■ **Directions for this task**: Copy the listing below word for word, beginning at the line containing "Target: breaking wave" and continuing through the end of the listing.

■ **Records for this task**:
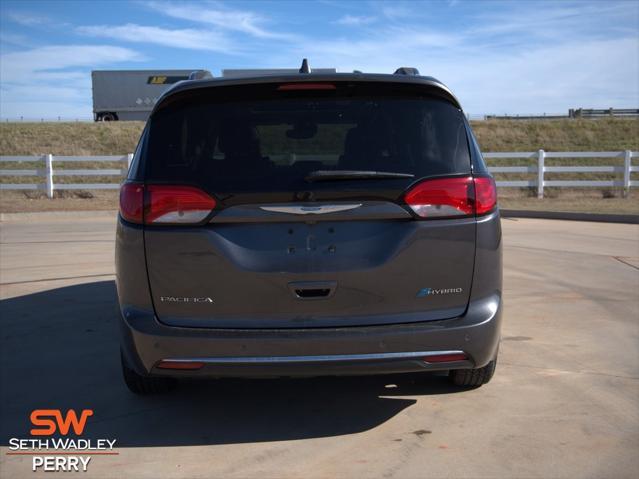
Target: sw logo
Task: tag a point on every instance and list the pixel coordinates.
(51, 420)
(61, 452)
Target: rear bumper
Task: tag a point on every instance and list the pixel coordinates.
(358, 350)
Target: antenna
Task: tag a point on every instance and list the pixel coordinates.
(407, 71)
(305, 68)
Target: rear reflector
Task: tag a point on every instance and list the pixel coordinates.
(306, 86)
(446, 197)
(164, 204)
(183, 365)
(445, 358)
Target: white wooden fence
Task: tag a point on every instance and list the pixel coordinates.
(624, 172)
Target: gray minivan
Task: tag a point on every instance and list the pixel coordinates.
(308, 225)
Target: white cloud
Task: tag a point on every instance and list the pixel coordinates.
(177, 38)
(542, 77)
(27, 19)
(24, 65)
(243, 21)
(356, 20)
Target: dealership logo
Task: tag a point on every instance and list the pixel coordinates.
(422, 293)
(49, 420)
(60, 454)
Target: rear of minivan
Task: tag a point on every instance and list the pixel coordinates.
(308, 225)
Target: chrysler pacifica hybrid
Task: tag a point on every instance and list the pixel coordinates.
(308, 225)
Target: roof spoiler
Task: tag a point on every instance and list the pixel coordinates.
(200, 75)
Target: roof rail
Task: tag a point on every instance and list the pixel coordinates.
(200, 75)
(407, 71)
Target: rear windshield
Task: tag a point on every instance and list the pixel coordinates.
(273, 144)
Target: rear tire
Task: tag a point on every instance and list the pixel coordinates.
(144, 385)
(473, 378)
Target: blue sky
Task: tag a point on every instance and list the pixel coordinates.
(497, 56)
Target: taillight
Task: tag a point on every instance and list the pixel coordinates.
(485, 195)
(132, 202)
(176, 204)
(446, 197)
(164, 204)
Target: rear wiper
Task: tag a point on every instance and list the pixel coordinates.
(329, 175)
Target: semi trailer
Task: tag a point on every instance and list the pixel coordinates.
(131, 94)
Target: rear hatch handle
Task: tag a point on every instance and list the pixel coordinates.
(310, 290)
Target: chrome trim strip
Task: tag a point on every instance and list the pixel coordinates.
(310, 210)
(310, 359)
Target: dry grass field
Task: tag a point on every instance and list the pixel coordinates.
(120, 138)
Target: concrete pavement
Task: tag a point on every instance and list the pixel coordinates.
(564, 401)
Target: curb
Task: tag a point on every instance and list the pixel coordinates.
(563, 215)
(57, 215)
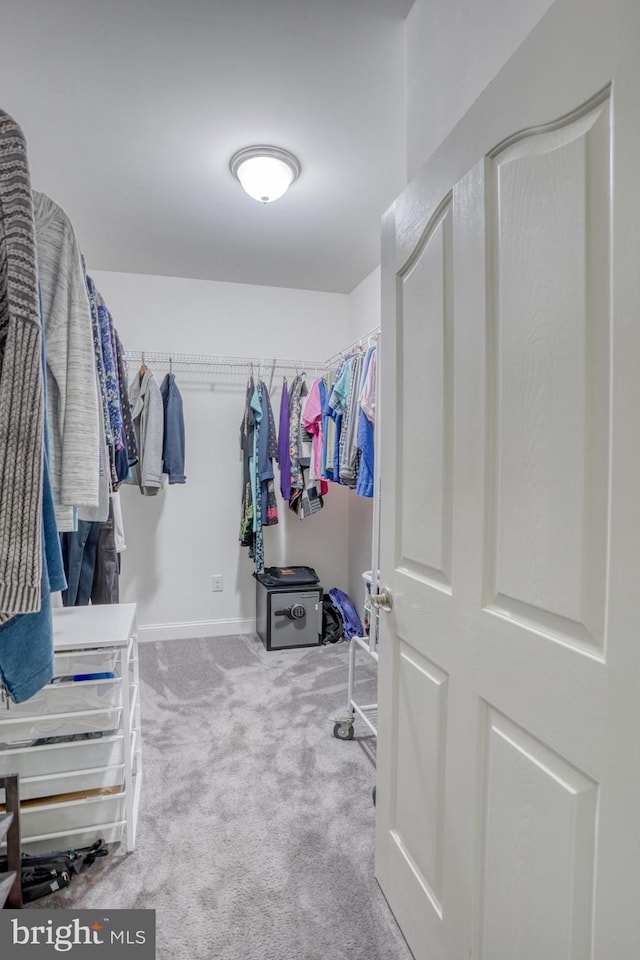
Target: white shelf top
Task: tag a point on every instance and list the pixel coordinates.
(105, 625)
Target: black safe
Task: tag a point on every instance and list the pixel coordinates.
(288, 615)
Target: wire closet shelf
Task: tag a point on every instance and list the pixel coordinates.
(202, 363)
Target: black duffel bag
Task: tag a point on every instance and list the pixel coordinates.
(45, 873)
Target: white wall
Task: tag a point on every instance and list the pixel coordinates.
(364, 316)
(454, 49)
(178, 539)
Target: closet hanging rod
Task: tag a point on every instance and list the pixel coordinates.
(361, 341)
(201, 361)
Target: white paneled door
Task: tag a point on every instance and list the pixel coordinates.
(509, 702)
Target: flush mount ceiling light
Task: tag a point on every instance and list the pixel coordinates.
(266, 173)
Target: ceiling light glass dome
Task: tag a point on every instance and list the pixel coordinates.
(265, 172)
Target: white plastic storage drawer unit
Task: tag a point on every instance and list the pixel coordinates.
(76, 743)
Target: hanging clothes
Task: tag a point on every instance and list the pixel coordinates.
(259, 446)
(349, 453)
(312, 420)
(365, 438)
(129, 435)
(26, 640)
(71, 371)
(173, 441)
(284, 458)
(296, 398)
(267, 451)
(147, 414)
(247, 428)
(21, 384)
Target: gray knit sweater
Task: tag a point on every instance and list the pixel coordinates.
(21, 386)
(72, 393)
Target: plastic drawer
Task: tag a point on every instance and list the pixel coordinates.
(61, 817)
(74, 781)
(53, 758)
(72, 839)
(67, 698)
(59, 725)
(82, 662)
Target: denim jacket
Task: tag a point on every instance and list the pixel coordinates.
(173, 444)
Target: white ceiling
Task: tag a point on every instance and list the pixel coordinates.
(132, 109)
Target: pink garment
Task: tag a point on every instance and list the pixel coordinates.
(312, 422)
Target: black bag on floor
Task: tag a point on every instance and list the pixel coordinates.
(45, 873)
(332, 626)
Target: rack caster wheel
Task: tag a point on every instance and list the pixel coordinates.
(343, 730)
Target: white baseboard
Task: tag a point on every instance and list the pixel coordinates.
(193, 629)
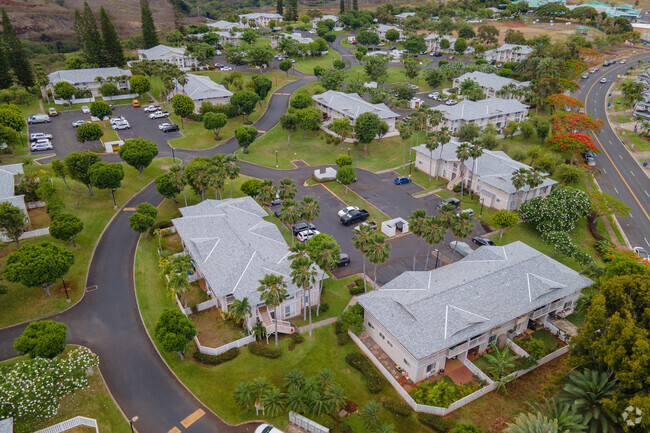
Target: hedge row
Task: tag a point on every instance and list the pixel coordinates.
(374, 380)
(216, 359)
(264, 351)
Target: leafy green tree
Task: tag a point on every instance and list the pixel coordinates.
(113, 51)
(138, 153)
(174, 331)
(38, 265)
(13, 222)
(273, 293)
(149, 35)
(104, 175)
(245, 136)
(214, 121)
(66, 227)
(43, 339)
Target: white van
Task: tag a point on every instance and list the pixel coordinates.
(38, 118)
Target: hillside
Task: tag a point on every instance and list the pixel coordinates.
(32, 18)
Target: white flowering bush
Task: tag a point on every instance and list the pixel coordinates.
(33, 387)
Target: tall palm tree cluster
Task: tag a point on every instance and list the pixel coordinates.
(579, 408)
(314, 395)
(433, 229)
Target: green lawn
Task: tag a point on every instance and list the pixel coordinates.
(93, 401)
(307, 65)
(351, 198)
(314, 150)
(334, 294)
(21, 303)
(311, 356)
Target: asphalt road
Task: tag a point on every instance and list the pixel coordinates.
(622, 176)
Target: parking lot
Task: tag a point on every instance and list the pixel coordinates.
(64, 135)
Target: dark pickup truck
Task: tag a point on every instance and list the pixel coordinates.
(354, 217)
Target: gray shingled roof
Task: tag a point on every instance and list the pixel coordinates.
(233, 247)
(493, 81)
(435, 310)
(473, 110)
(74, 76)
(352, 104)
(200, 87)
(492, 167)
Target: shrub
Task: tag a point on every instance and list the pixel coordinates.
(436, 422)
(216, 359)
(399, 408)
(264, 351)
(374, 380)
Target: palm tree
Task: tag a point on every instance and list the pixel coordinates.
(274, 402)
(310, 208)
(475, 151)
(326, 257)
(240, 309)
(361, 241)
(303, 275)
(369, 415)
(519, 179)
(274, 292)
(434, 233)
(231, 168)
(378, 252)
(178, 179)
(587, 391)
(463, 153)
(500, 361)
(245, 394)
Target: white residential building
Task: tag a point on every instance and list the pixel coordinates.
(233, 247)
(337, 105)
(491, 83)
(490, 178)
(495, 111)
(163, 53)
(261, 19)
(508, 53)
(87, 79)
(421, 319)
(202, 89)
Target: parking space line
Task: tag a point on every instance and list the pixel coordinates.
(192, 418)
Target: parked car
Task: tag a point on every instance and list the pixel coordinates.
(452, 201)
(343, 261)
(479, 240)
(38, 118)
(78, 123)
(41, 145)
(39, 136)
(401, 180)
(169, 127)
(347, 210)
(354, 217)
(159, 115)
(305, 235)
(301, 226)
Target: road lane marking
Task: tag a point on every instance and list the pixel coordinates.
(192, 418)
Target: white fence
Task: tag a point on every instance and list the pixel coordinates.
(226, 347)
(459, 403)
(70, 424)
(306, 423)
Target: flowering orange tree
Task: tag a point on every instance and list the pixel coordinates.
(575, 122)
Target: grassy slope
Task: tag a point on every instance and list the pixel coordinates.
(26, 303)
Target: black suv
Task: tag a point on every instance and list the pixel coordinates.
(170, 128)
(354, 217)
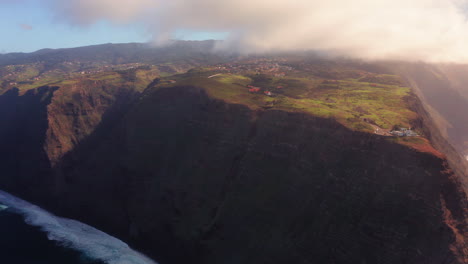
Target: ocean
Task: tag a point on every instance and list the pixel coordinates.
(31, 235)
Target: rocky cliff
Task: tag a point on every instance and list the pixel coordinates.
(187, 177)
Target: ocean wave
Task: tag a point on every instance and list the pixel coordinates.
(70, 233)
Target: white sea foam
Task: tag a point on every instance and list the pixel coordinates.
(73, 234)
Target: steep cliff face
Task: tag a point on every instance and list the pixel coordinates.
(186, 177)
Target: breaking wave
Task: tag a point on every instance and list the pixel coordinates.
(70, 233)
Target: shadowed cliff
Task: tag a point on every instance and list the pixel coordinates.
(186, 177)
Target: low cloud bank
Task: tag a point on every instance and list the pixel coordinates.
(429, 30)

■ **Full answer**:
Target: breaking wave
Task: tag a point on every instance and list the pixel coordinates.
(70, 233)
Target: shadowed cliff
Task: tag a point on every instance and list the pixel coordinates.
(186, 177)
Target: low cloud bank
Task: tag a point on every instance and list the pixel coordinates.
(429, 30)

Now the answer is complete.